Please write out word for word the part of the material that opens with the line containing "Where can the watch" and closes with the line containing "point(162, 948)", including both of those lines and nothing else.

#### Entries for pointing and labeling
-- BEGIN --

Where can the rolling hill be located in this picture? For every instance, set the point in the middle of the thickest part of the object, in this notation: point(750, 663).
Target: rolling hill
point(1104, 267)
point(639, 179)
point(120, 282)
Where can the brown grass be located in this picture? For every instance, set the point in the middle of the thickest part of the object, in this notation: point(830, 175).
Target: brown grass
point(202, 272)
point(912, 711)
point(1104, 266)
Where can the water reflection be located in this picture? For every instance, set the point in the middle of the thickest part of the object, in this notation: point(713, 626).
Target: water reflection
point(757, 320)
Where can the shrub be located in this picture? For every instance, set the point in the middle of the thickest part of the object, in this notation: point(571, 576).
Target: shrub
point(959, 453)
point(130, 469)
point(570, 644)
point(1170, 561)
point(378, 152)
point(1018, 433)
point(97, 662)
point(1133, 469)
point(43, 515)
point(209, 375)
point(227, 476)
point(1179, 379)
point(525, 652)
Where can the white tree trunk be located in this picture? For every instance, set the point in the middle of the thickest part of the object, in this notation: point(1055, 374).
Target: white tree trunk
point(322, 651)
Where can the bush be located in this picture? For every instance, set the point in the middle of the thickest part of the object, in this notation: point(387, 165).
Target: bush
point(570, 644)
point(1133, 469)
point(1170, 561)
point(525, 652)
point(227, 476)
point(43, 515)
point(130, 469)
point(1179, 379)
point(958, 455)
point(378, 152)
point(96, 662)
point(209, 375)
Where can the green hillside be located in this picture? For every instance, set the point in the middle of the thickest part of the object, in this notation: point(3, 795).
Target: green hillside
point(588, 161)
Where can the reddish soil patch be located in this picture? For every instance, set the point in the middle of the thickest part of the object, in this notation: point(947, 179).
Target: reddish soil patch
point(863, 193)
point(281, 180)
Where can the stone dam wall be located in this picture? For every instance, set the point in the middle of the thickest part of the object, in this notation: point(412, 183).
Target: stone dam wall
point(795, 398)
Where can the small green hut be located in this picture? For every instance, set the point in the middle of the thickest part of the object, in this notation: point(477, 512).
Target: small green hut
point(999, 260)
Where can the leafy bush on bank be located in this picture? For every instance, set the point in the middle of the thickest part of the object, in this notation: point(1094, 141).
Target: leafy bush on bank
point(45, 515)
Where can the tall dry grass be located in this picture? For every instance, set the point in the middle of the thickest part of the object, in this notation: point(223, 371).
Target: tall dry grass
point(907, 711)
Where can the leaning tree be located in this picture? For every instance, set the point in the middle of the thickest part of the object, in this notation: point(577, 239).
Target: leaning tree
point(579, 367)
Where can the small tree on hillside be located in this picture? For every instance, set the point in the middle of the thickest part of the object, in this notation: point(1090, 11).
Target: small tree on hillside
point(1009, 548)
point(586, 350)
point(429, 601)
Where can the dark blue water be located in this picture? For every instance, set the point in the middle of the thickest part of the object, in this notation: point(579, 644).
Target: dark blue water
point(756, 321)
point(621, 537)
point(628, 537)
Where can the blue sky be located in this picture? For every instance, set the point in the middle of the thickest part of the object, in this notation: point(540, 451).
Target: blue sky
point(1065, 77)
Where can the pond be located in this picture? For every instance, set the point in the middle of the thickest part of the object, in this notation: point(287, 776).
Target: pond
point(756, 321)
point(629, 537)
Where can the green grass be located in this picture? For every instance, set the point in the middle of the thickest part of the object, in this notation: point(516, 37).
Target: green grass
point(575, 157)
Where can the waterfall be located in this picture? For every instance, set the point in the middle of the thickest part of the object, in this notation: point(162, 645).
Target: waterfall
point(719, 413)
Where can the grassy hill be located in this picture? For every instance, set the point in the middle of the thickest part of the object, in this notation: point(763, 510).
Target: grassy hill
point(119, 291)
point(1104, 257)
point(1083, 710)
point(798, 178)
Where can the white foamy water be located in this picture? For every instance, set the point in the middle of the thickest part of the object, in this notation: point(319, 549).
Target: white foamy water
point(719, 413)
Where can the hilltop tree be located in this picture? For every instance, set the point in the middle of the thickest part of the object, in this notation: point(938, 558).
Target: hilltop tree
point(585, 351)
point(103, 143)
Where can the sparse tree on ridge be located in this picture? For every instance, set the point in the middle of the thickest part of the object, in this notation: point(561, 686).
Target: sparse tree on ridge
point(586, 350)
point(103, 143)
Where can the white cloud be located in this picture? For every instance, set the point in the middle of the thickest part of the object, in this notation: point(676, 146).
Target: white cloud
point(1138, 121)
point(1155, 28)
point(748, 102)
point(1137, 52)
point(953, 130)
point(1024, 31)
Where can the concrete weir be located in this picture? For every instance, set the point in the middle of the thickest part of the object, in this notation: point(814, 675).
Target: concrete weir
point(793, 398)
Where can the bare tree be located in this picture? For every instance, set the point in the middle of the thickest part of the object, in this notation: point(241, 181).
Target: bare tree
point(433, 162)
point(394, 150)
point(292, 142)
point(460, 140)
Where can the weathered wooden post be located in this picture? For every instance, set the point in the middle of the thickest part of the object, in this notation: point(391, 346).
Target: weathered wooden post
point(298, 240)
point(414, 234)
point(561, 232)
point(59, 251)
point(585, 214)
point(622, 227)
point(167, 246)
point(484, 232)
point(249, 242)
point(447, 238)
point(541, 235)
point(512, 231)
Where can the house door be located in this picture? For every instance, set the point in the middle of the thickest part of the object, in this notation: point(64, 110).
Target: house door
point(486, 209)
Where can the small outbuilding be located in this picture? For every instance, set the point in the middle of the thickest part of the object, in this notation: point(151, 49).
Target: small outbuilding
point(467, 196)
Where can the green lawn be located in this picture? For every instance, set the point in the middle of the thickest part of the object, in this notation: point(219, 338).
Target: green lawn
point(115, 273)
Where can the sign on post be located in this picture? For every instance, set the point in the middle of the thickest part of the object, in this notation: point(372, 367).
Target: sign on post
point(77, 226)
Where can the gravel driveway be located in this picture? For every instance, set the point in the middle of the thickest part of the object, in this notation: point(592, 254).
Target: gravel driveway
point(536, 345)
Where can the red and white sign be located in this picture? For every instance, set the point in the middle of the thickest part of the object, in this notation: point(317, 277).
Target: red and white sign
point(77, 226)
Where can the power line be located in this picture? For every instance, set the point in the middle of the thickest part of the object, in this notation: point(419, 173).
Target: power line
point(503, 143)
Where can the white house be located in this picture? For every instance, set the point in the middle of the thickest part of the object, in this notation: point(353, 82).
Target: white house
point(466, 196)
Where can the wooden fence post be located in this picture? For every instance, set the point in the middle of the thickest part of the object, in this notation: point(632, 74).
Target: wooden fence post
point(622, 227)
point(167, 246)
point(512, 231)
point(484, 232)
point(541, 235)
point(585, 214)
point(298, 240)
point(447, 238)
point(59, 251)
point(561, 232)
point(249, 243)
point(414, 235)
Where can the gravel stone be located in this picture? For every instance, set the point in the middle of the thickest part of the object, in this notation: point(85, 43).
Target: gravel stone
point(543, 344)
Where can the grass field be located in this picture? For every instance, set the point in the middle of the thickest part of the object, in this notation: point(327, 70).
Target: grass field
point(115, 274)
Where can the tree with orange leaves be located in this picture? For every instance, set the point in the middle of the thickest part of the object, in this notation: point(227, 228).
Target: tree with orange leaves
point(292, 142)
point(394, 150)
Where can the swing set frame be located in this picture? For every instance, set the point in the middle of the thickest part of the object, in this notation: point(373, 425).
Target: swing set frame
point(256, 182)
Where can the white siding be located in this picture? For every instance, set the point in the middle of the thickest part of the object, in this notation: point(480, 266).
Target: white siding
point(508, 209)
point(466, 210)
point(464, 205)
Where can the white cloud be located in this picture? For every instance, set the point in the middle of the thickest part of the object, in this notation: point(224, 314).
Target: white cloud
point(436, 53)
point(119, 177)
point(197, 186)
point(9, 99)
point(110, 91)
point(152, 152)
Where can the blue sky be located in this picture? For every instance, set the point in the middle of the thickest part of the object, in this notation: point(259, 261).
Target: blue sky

-- END --
-- BEGIN --

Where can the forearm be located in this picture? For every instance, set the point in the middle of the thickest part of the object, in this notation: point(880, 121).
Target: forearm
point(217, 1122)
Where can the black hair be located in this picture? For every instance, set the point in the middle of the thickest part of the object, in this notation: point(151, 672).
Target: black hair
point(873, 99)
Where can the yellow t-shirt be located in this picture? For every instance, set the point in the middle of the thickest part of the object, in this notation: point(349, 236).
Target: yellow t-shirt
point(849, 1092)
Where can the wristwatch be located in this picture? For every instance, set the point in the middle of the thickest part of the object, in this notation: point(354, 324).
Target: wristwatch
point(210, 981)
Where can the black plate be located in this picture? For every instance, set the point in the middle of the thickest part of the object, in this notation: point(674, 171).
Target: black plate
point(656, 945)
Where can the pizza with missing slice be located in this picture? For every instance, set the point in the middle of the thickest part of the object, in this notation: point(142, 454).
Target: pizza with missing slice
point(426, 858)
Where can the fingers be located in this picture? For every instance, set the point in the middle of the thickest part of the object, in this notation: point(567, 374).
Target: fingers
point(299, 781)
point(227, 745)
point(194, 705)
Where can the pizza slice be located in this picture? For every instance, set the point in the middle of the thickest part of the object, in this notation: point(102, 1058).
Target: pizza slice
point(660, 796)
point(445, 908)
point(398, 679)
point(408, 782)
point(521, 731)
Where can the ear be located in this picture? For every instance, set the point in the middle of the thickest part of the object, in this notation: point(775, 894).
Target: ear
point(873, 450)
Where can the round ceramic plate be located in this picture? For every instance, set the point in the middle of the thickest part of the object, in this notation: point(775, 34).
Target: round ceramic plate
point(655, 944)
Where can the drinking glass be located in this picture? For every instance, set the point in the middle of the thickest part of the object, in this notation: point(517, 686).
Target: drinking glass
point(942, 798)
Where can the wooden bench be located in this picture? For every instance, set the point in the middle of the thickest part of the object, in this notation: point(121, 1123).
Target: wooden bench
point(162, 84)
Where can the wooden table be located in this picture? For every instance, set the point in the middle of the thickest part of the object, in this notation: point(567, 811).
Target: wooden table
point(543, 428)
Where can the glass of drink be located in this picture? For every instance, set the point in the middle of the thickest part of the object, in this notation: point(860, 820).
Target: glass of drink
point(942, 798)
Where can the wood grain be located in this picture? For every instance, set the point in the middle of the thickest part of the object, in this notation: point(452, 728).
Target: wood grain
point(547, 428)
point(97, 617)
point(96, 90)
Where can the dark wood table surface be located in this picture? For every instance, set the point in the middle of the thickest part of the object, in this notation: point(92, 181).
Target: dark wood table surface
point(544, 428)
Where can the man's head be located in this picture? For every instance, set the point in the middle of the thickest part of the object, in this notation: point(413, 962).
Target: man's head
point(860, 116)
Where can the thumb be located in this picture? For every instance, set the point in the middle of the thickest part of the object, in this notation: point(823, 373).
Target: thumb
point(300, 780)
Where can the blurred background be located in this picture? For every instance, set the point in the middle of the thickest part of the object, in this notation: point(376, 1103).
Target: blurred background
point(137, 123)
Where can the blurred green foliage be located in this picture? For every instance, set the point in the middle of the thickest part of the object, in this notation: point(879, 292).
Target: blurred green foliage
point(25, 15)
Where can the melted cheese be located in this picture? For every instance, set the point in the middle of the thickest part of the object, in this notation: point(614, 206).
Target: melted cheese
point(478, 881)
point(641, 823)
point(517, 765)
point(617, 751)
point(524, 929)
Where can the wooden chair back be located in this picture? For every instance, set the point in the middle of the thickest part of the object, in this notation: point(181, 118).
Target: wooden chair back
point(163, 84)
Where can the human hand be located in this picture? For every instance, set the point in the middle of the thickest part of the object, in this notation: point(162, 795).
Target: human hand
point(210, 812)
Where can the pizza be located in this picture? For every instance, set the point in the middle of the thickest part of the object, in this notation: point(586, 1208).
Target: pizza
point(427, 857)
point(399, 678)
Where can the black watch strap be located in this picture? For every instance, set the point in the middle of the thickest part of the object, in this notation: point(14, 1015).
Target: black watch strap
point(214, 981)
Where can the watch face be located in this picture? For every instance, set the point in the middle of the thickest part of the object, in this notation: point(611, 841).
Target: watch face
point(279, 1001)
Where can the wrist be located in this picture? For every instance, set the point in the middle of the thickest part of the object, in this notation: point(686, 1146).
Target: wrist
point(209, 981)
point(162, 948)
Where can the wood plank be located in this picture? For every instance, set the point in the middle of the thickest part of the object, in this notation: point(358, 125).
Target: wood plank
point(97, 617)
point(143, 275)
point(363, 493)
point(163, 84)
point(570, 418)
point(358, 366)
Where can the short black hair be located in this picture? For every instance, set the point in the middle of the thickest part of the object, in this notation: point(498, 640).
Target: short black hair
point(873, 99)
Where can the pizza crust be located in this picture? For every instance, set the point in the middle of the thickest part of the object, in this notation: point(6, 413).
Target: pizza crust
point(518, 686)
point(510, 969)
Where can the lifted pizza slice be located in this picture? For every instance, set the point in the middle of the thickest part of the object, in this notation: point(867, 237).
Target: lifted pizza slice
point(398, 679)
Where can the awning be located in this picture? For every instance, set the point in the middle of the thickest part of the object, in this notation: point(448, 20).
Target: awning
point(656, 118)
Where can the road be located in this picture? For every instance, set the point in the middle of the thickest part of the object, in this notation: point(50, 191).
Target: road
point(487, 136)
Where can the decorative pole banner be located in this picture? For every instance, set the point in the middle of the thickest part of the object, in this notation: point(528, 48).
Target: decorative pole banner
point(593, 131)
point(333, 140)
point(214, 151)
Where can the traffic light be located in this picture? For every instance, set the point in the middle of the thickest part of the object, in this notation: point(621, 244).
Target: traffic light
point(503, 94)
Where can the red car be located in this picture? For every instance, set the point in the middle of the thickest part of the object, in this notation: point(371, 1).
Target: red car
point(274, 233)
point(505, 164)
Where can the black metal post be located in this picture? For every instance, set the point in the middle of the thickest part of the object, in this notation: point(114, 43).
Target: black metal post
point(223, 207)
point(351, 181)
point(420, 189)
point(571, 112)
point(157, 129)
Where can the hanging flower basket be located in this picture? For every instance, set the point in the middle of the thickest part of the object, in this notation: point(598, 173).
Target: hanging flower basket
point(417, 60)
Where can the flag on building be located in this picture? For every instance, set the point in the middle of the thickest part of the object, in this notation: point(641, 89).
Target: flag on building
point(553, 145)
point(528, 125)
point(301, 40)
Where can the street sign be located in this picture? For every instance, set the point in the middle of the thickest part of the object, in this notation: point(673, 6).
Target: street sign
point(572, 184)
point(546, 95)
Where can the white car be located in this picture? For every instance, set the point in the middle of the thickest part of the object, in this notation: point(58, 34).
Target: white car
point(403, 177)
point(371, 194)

-- END --

#### RESPONSE TO THIS TASK
Where can the watch face be located in this picture? For every instance, set the point in the middle of the thickest part of the object, in this notation: point(611, 841).
Target: watch face
point(279, 1001)
Where can the wrist be located in this picture? For every instance, set the point in the middle of the thickest part of the object, in this notation: point(686, 1146).
Target: wrist
point(209, 981)
point(162, 948)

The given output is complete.